## Text extract
-*-*-

Q & A with Cristina Garcia
Q: A
Handbook to Luck ranges more widely from Cuba than some
of your previous books. Why did you choose to do this at this point
in your writing career?
A: I spent a large part of the
last fifteen years living in Los Angeles, which one writer intriguingly
called ‘The Capital of the Third World.’ It’s a city of immigrants
with literally millions of stories of dislocation and adaptation,
tragedy and dramatic beatings of the odds. It’s an irresistible
place for a writer. I’d dedicated myself in my first three novels
to telling the story of Cuba and its various Cuban migrations from
different viewpoints and time frames. But it was time for me to
move on. I woke up one morning on the edge of the Pacific and suddenly
discovered that there were stories all around me. It was a matter
of choosing what I wanted to focus on, of finding just the right
characters to speak to these preoccupations.

-*-*-

## Problems to solve
1 - Print the passage of the Cristina Garcia interview starting with "A: I spent a" and going on through "to these preoccupations.".
2 - Proceed with the Cristina Garcia interview from the point where it stops.

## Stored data

-*-*-

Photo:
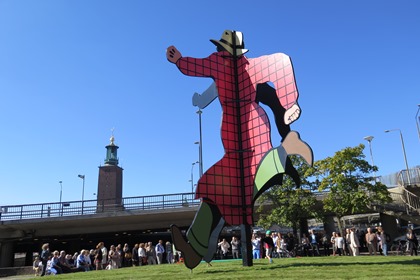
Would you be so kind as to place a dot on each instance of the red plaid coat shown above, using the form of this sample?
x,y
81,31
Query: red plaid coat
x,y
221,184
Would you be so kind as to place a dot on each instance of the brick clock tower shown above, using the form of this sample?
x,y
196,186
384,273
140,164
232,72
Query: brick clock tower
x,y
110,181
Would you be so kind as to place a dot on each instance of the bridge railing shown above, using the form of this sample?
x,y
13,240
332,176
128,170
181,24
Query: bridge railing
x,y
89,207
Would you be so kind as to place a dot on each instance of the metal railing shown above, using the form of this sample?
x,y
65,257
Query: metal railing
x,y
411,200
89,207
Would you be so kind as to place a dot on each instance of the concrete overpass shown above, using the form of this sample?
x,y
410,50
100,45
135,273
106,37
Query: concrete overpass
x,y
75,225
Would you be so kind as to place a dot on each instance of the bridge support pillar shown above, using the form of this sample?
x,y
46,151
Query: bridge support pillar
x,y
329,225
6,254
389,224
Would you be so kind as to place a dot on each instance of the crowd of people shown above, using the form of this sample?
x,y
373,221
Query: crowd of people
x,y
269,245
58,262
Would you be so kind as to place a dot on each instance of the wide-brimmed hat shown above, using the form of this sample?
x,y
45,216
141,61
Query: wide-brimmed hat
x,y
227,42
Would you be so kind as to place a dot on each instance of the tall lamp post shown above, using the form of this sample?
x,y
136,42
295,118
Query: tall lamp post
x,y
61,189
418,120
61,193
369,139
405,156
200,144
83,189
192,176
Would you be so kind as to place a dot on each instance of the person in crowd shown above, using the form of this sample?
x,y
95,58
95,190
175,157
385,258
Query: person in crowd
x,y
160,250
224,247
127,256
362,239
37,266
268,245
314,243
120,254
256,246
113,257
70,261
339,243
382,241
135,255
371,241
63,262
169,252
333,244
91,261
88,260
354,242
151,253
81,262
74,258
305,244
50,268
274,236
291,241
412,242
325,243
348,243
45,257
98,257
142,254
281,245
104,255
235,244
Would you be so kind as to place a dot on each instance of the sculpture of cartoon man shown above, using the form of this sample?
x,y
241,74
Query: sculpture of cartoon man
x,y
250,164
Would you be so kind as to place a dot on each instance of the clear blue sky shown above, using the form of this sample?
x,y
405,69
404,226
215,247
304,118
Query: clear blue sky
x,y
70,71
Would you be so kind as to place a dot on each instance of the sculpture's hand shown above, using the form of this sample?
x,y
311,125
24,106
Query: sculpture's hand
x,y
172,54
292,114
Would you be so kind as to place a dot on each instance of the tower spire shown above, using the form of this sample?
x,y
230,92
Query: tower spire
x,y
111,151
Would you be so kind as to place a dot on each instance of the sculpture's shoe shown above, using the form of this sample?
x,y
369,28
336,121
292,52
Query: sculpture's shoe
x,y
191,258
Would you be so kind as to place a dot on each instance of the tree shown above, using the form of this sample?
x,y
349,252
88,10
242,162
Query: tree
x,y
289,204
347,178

-*-*-

## Task-by-task outputs
1 -
A: I spent a large part of the
last fifteen years living in Los Angeles, which one writer intriguingly
called ‘The Capital of the Third World.’ It’s a city of immigrants
with literally millions of stories of dislocation and adaptation,
tragedy and dramatic beatings of the odds. It’s an irresistible
place for a writer. I’d dedicated myself in my first three novels
to telling the story of Cuba and its various Cuban migrations from
different viewpoints and time frames. But it was time for me to
move on. I woke up one morning on the edge of the Pacific and suddenly
discovered that there were stories all around me. It was a matter
of choosing what I wanted to focus on, of finding just the right
characters to speak to these preoccupations.

2 -
Q: Where did the idea for A
Handbook to Luck come from?
A: When my daughter was little,
I hired a babysitter to take care of her for a few hours a day.
She was from El Salvador and every morning she came, it grew harder
and harder for me to go to work. Her stories were that incredible.
She could be watering the lawn or sweeping the kitchen and ask quietly:
“Did I ever tell you the time I shot my first husband in the foot?”
What!? My jaw would drop and I would stop whatever I was doing or
intending to do and listen. Her storytelling went on for years!
Well, this woman is the inspiration for my Marta character. She
hasn’t worked for me for ten years but we remain close friends and
I am the godmother to her daughter. And I still listen to her stories.
Q: The novel progresses from the year
1968 to 1987. Why did you choose this time period as your setting?
A: The time period roughly mirrors
my own coming-of-age years and I felt confident describing a lot
of what happened then. I have a political and cultural context for
those years — a far cry from my last novel, Monkey
Hunting, which was largely set in colonial Cuba.
Q: The main characters in A
Handbook to Luck are an impoverished girl from San Salvador,
a privileged girl from Tehran, and a boy originally from Cuba who
lives in Southern California and Las Vegas as a child. You are from
Cuba and live in California, but was it hard to imagine the landscapes
of Tehran and San Salvador?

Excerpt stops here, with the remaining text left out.